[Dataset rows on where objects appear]
- - - - - - -
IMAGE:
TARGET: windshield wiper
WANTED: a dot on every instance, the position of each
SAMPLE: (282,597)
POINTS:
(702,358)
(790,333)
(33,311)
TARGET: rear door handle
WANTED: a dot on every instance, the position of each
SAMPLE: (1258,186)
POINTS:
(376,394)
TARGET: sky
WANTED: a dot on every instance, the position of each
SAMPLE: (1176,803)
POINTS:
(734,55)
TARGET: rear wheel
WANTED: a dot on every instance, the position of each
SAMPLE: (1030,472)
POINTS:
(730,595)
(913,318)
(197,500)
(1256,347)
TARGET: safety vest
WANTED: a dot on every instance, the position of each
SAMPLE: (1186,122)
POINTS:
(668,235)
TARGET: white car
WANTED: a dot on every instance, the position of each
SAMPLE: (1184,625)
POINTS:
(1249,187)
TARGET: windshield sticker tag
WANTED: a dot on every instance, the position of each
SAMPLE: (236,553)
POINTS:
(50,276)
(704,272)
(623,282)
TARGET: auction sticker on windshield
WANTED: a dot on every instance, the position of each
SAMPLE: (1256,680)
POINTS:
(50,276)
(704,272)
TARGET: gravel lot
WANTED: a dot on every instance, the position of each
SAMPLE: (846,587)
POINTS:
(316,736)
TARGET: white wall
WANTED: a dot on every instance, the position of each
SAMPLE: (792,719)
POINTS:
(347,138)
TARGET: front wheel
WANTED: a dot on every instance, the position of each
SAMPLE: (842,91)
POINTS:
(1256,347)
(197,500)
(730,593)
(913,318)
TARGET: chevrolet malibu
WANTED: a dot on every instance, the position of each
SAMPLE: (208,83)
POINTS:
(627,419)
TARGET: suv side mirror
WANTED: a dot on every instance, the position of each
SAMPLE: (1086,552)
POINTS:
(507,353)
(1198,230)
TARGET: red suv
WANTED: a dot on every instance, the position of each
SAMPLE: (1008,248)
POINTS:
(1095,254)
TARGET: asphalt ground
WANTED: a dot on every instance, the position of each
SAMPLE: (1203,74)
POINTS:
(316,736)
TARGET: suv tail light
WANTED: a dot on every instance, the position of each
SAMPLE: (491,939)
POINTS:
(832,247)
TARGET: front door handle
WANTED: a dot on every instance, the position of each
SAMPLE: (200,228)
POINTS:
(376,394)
- - - - - - -
What is needed:
Rewrite every line of the material from the line containing "TARGET: white wall" through the end of the material, including the requests. Scale each point coordinate in the answers by 0.45 and round to whole numbers with halves rounding up, but leave the sample coordinates in the requests as they are.

Correct output:
TARGET: white wall
WANTED: a dot on every instance, the position of each
SAMPLE: (792,719)
POINTS:
(156,62)
TARGET: front wheel
WANTED: a dot on every instance, the position of each
SAMPLE: (842,91)
POINTS:
(565,156)
(89,225)
(329,267)
(411,143)
TARGET: chevrolet malibu
WANTED: a dot on every instance, the position of each
SAMPLE: (208,83)
POINTS:
(282,189)
TARGET: suv side mirror
WANTED: a dot on every instance, the position of each
SAMPLE: (1086,552)
POINTS:
(228,159)
(539,104)
TARGET: red suv
WANTED: a dot on every instance, the position of each
SAMPLE: (1008,248)
POINTS:
(493,114)
TARGET: asphalt ground
WANTED: a dot on every instance, the position of each
SAMPLE: (1203,74)
POINTS:
(142,331)
TARGET: suv tail light
WANTED: a dot on every instance, the position of each
SAMPLE: (491,939)
POINTS:
(374,111)
TARGET: front door handle
WANTED: a dot on every instance, the position of each
SAMPLE: (200,228)
POINTS:
(169,177)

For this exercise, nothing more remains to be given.